Excerpt:
—————

Turtles All the Way Down

AI systems are hiding things from us, but maybe there are ways to see what's going on.

David Young

20 Apr 2023 • 4 min read

There was a quote in a recent New York Times piece "The Surprising Thing A.I. Engineers Will Tell You if You Let Them" (link) that really caught my attention:

"…every expert I talk to says basically the same thing: We have made no progress on interpretability" (getting AI systems to explain their output) ... "For now, we have no idea what is happening inside these prediction systems. Force them to provide an explanation, and the one they give is itself a prediction of what we want to hear — it’s turtles all the way down."

“Turtles all the way down” is a mythological idea that the world rests on the back of a turtle which, in turn is on the back of a larger turtle, and so on… a stack of turtles that goes on indefinitely. When applied to AI, this metaphor means that all levels, or scales of AI are unknowable.

I first wrote about the unknowability of AI in my 2019 essay Tabula Rasa. Back then I was thinking about the organic nature of knowledge contained in AI neural networks, and the impossibility for us to interrogate and understand them. Has anything actually changed since then?

With the recent rapid advances in AI, 2019 can seem like a lifetime ago. New systems have capabilities that we would have never imagined. This is, in part, because they are trained on so much more data. For instance, ChatGPT-4 was trained on 570 GB of data. Dall-E 2 was trained on 650 million image pairs. These are quantities of data so vast that we can’t really comprehend them. And the outputs of these systems, although flawed, often appear “correct” or “perfect.” But that seeming fidelity makes it even harder for us to imagine what’s happening behind the scenes.

I approached my Tabula Rasa work with the belief that reducing the amount of data that the machine was trained on would reveal something about how it worked. In the universe of stacked turtles, I wanted to look at turtles lower than those being used commercially. And so I used tiny training sets — some as small as one or two images, solid colors — aiming to break the machine. The results revealed a kind of “materiality” to AI… a mix of organic and digital qualities. And occasional surprises, too, such as when, trained on just two colors, the machine would “invent” other colors.

—————

Source material:
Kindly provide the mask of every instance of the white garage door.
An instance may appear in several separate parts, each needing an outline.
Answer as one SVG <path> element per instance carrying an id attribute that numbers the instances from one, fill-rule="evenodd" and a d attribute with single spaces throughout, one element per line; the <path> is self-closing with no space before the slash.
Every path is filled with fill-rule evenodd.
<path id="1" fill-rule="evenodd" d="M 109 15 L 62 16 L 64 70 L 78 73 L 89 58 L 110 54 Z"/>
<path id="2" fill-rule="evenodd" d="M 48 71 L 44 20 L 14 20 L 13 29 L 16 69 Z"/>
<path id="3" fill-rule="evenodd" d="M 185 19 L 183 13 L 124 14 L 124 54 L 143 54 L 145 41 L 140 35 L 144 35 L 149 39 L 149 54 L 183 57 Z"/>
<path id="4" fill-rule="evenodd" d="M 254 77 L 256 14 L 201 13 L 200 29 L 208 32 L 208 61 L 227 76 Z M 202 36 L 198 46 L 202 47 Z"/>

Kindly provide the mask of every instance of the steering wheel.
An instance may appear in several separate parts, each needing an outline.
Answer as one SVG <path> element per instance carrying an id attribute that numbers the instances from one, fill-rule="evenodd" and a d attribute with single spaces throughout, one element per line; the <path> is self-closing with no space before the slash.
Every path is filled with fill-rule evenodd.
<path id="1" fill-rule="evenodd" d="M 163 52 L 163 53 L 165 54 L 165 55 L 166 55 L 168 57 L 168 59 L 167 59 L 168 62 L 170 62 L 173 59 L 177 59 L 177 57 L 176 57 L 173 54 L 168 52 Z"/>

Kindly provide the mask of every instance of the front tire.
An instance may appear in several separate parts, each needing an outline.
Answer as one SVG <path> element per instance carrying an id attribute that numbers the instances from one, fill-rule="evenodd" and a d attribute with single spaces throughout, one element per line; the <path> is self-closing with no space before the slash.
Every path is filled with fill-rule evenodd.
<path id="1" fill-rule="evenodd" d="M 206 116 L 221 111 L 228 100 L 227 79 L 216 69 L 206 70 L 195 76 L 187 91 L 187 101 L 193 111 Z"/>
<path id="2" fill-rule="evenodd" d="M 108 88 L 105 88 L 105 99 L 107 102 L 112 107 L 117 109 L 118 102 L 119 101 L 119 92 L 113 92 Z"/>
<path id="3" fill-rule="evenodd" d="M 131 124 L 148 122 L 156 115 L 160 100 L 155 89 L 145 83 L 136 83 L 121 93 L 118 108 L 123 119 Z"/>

—————

Exercise brief: Pick up the essay on AI interpretability and the "turtles all the way down" metaphor right after its final sentence, and keep going. The records play no part in what comes next.

Answer section:
David Young, *Tabula Rasa (b62g,5348)*, 2019

Lately I’ve been revisiting this project because that the flaws that were inherent in earlier machine learning are still present in today’s systems. I’m heartened to see increasing awareness and concern about this in so many conversations. And I believe that art is an important part of the conversation. Art allows aesthetic experiences, rather than technical explanations, to engage people to think about what AI is and might be.

To this end I’ve been applying new methods to both train the machine on limited data, as well as to examine and further manipulate its output.

Here’s an example… the machine generated this image after being trained on just two solid colors:

David Young, *Tabula Rasa (b67r,102,4)*, 2023

At first it may not appear to be very interesting, but the strange materiality of AI is revealed in its mix of digital and organic qualities — the grid that reveals itself in the darker areas and then the blobby light and dark shapes that compose the image. There is uncertainty between foreground and background.

But there is more to this image than meets our human eyes. With some “manipulation,” using software I developed, we get a very different version:

David Young, *Tabula Rasa (b67r,102,4-m574)*, 2023

What we might have seen in the first image as a tension between white and black, instead looks like the white areas (where there are horizontal likes) were ignored by the machine. It’s the dark areas where the activity lays. And at the boundaries of what was white and black — the front of the black boundary’s movement — we see a different energy. Perhaps an energy of transition, vs the grey’s energy of trying to settle to a solid state.

But this image is still hiding something from our human eyes. With further manipulation we get:

David Young, *Tabula Rasa (b67r,102,4-m574,c1)*, 2023

Color! This color might be obvious to the machine — there is clearly a logic to how color is being used — but it doesn’t make it obvious, or even apparent, to us. In the boundary between white and black emerges green. And in the grey areas, textures of purple, orange and yellow.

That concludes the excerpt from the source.